_Source passage_.
%%

Even after the judgment, the restaurant owner refused to pay. So attorneys, along with the marshal’s office and a locksmith, closed the restaurant, unlocked the safe, took all the cash, changed the locks, and seized the property until the money that Lopez had sacrificed so much for, was paid to his orphaned children.

During the trial, Lopez told his attorney that he wasn’t fighting just for the money ? he was also fighting for justice – for himself, and for other workers. He wanted to spread the word that there are wage laws and they apply to everyone.

Part of the problem is that workers may not even know they are losing money they are rightfully owed, or be able to prove they have been shortchanged, because they don’t get a pay stub with their check. Ten states don’t require pay stubs issued with paychecks.

The U.S. Department of Labor is proposing regulations that will require pay stubs that are uniform, clear and detailed so that workers understand exactly what hours they are paid for and what is being deducted from their checks.

The federal labor act applies to companies involved in interstate commerce; do more than $500,000 business a year; contract with the federal government or institutions such as schools and hospitals.

However, the federal labor department doesn’t have enough investigators to review thousands of wage theft cases. And, despite the crisis, wage theft legislation is still in a period of experimentation and wait-and-see in many states and cities.

%%

_Supplied records_.
%%

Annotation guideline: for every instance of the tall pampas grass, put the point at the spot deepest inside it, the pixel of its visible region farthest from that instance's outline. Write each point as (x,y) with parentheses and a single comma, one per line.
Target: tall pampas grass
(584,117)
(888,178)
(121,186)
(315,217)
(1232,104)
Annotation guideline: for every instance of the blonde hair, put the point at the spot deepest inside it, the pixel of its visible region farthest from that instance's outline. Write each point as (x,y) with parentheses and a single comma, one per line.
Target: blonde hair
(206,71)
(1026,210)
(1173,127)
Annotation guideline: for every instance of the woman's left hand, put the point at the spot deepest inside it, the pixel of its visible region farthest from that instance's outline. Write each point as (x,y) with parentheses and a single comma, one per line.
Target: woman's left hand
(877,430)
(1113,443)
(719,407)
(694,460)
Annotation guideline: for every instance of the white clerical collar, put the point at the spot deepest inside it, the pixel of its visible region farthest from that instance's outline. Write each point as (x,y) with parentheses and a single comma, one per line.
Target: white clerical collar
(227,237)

%%

For each statement below, say whether it agrees with the wage theft text, answering yes or no and quoting the words of the text that decide it. (a) Ten states do not require pay stubs to be issued with paychecks. (b) The federal labor department has enough investigators to review thousands of wage theft cases. (c) The federal labor act applies to companies that do more than $500,000 business a year.

_Response for this exercise_.
(a) Yes: "Ten states don’t require pay stubs issued with paychecks."
(b) No: "the federal labor department doesn’t have enough investigators to review thousands of wage theft cases."
(c) Yes: "The federal labor act applies to companies involved in interstate commerce; do more than $500,000 business a year"